** begin MATERIAL PROVIDED **

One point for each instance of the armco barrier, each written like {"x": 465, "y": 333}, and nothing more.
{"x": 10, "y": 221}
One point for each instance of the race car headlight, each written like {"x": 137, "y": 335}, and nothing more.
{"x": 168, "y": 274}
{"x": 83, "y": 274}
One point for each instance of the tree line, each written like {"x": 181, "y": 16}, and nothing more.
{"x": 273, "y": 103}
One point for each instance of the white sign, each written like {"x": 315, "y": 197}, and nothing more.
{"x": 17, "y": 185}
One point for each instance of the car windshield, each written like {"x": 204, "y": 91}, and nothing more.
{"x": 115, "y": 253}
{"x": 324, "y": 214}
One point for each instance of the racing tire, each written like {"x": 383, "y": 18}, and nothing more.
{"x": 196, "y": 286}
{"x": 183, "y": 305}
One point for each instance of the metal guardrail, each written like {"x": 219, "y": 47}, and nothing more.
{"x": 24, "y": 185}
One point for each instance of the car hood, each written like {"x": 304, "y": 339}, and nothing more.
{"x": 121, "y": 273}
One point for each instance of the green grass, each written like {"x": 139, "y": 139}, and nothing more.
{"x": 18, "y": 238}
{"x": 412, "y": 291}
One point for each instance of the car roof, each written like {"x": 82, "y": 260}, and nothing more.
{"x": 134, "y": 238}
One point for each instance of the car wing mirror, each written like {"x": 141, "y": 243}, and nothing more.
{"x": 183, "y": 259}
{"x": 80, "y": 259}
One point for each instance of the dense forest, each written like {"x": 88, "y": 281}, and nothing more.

** end MATERIAL PROVIDED **

* _REQUIREMENT_
Recast all of the data above as a numbered list, leaving out any blank lines.

* _EXERCISE SOLUTION_
1. One point for each instance of the armco barrier, each written like {"x": 465, "y": 333}, and nothing more.
2. {"x": 10, "y": 221}
3. One point for each instance of the race car headlight, each written like {"x": 137, "y": 335}, and nothing more.
4. {"x": 168, "y": 274}
5. {"x": 83, "y": 274}
6. One point for each instance of the tree line, each written like {"x": 181, "y": 16}, and nothing more.
7. {"x": 273, "y": 103}
8. One point for each instance of the white sign, each written like {"x": 315, "y": 197}, and nothing more.
9. {"x": 17, "y": 185}
10. One point for each instance of the car windshield, each written like {"x": 204, "y": 91}, and nothing more.
11. {"x": 115, "y": 253}
12. {"x": 324, "y": 214}
13. One point for each instance of the racing tire, each written like {"x": 383, "y": 18}, and nothing more.
14. {"x": 196, "y": 286}
15. {"x": 183, "y": 305}
16. One point for each instance of the metal guardrail, each written like {"x": 219, "y": 47}, and nothing more.
17. {"x": 24, "y": 185}
18. One point for each instance of the car hood, each written like {"x": 304, "y": 339}, and nothing more.
19. {"x": 121, "y": 273}
20. One point for each instance of the green grass, each written like {"x": 139, "y": 139}, and nothing more.
21. {"x": 18, "y": 238}
22. {"x": 412, "y": 291}
23. One point for each instance of the car roof, each written like {"x": 82, "y": 260}, and nothing more.
24. {"x": 134, "y": 238}
25. One point for each instance of the car wing mirror, each written like {"x": 141, "y": 243}, and nothing more.
26. {"x": 183, "y": 259}
27. {"x": 80, "y": 259}
28. One point for each instance of the dense forest, each written like {"x": 88, "y": 281}, and nothing more.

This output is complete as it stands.